GIVEN INSTRUCTION | Starting at the line with "the white chimney" in it, reproduce each line below through the last one, exactly, and include nothing else.

(Recorded data)
--*--

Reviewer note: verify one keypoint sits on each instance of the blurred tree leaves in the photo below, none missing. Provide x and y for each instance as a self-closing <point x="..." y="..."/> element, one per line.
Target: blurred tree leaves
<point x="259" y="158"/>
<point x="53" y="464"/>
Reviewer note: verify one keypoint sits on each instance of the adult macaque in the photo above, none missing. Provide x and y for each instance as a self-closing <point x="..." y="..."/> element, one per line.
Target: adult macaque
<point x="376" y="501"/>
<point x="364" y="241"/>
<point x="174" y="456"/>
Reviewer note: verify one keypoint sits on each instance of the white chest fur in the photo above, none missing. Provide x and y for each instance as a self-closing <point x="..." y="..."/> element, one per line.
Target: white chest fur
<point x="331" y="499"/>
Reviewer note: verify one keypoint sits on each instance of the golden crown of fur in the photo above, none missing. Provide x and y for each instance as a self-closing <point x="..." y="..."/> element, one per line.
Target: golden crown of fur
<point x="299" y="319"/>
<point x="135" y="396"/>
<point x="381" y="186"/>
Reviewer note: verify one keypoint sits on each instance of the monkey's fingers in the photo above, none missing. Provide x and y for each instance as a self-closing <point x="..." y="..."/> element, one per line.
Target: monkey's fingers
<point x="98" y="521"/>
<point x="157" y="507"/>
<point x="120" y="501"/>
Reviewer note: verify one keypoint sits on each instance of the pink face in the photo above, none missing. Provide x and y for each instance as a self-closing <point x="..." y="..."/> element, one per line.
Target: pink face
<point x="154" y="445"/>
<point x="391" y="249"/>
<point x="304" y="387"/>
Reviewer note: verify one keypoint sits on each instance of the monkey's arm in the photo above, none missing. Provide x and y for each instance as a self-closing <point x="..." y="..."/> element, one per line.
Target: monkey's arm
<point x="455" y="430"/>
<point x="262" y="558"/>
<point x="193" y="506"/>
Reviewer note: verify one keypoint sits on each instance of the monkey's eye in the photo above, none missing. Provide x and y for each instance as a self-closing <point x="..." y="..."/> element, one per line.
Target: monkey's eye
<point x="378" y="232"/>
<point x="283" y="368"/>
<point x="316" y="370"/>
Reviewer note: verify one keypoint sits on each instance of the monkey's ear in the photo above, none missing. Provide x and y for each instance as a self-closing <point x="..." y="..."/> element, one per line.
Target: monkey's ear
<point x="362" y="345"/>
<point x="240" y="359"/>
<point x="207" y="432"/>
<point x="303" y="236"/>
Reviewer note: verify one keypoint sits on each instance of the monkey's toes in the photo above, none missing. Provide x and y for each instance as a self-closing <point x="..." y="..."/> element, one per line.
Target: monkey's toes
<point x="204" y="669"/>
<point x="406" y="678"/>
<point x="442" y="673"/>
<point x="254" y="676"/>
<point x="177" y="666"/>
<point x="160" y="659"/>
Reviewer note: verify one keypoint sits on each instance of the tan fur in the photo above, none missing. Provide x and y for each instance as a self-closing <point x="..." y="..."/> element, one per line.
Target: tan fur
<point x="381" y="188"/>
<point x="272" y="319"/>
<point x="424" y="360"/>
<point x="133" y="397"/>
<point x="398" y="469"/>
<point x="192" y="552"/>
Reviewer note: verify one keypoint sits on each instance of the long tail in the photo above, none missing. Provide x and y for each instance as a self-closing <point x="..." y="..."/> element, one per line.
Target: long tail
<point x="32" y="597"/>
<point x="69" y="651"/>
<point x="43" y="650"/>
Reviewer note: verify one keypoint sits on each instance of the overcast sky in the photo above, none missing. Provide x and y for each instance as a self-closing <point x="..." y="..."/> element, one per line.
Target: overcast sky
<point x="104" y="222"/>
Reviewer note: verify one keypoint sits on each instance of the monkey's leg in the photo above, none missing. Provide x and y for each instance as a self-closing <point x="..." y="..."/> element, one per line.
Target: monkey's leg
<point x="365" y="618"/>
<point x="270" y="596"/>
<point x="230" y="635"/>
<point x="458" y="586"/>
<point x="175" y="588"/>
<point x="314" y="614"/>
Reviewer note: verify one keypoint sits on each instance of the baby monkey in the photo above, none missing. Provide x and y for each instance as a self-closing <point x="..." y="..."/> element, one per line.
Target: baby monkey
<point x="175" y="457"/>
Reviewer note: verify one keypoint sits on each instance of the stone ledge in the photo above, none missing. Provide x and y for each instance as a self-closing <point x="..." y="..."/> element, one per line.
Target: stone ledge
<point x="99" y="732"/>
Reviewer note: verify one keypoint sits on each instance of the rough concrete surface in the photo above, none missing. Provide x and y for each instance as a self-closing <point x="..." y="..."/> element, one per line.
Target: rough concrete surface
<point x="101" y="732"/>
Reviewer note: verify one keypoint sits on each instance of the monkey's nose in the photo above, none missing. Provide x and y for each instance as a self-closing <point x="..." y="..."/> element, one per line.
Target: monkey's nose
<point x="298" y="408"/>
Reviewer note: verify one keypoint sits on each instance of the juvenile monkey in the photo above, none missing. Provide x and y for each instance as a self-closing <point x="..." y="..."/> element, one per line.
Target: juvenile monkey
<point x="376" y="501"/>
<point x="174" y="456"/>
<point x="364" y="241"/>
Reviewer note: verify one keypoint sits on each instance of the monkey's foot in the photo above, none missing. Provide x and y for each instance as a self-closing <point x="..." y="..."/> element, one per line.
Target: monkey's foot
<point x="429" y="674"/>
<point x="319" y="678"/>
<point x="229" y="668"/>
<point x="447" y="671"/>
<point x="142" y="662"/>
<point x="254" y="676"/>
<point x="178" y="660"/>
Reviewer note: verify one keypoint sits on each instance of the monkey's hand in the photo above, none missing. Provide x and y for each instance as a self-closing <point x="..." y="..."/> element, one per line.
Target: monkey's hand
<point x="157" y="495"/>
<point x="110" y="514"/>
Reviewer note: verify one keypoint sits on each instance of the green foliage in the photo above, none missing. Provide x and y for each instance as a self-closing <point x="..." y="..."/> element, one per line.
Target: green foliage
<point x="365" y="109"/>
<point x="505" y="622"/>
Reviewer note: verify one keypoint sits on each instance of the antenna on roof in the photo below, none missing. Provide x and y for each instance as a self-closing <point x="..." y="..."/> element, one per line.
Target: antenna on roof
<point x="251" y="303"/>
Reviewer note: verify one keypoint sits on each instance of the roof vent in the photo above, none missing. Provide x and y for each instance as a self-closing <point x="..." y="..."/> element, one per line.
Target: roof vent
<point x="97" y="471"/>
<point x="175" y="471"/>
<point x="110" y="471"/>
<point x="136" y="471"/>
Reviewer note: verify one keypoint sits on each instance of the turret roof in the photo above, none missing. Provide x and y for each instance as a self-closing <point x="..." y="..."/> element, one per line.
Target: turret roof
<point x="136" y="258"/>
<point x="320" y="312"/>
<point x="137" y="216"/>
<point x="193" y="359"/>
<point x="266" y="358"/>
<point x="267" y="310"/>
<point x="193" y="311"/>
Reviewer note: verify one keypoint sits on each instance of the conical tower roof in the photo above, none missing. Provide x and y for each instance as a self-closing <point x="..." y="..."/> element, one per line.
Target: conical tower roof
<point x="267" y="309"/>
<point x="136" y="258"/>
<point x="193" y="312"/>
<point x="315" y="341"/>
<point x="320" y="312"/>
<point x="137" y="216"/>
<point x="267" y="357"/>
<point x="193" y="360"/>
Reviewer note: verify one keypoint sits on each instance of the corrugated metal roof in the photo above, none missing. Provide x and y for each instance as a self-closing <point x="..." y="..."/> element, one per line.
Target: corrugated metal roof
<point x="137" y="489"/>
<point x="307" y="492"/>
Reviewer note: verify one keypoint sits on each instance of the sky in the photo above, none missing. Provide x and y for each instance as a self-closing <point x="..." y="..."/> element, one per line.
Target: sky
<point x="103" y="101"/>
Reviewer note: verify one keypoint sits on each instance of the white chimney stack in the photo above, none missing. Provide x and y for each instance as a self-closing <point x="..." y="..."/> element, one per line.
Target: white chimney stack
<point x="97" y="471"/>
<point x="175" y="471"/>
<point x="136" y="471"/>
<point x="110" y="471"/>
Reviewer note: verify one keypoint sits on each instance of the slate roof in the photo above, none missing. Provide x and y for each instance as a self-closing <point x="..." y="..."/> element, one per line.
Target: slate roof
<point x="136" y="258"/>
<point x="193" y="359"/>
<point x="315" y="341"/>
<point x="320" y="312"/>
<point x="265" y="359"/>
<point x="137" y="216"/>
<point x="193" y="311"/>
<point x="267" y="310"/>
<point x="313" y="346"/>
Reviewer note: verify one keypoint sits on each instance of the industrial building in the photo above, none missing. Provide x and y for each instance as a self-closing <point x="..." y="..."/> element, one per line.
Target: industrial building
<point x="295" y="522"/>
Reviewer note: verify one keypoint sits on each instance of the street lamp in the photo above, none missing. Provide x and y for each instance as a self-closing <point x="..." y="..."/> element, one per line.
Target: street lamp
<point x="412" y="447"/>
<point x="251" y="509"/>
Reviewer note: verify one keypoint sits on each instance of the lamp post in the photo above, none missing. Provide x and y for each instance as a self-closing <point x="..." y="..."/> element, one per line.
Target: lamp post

--*--

ANSWER |
Reviewer note: verify one keypoint sits on each instance of the white chimney stack in the photo above, none missing. Provide x and y for each instance as a self-closing <point x="..." y="..."/> element, one per line.
Target: white chimney stack
<point x="97" y="471"/>
<point x="175" y="471"/>
<point x="136" y="471"/>
<point x="110" y="471"/>
Reviewer note: verify one keypoint sits on each instance of the slate roof in the photo above, none missing. Provide x and y for each instance as a self-closing <point x="..." y="..."/> element, one per line.
Target: slate roof
<point x="136" y="258"/>
<point x="193" y="359"/>
<point x="315" y="341"/>
<point x="320" y="312"/>
<point x="265" y="359"/>
<point x="137" y="216"/>
<point x="193" y="311"/>
<point x="267" y="310"/>
<point x="313" y="346"/>
Reviewer note: verify one keypoint sits on each instance of the industrial building in the photo above, none missing. Provide x and y for each instance as a self-closing <point x="..." y="..."/> element, one per line.
Target: industrial building
<point x="295" y="522"/>
Reviewer note: verify one keypoint sits on each instance of the street lamp in the photo above, none missing. Provide x and y for each instance as a self-closing <point x="..." y="..."/> element, one per line.
Target: street lamp
<point x="412" y="447"/>
<point x="251" y="509"/>
Reviewer note: verify one keypoint sits on each instance of the lamp post in the photo above, none missing. Provide x and y for each instance as a self-closing <point x="..." y="..."/> element, one per line.
Target: lamp post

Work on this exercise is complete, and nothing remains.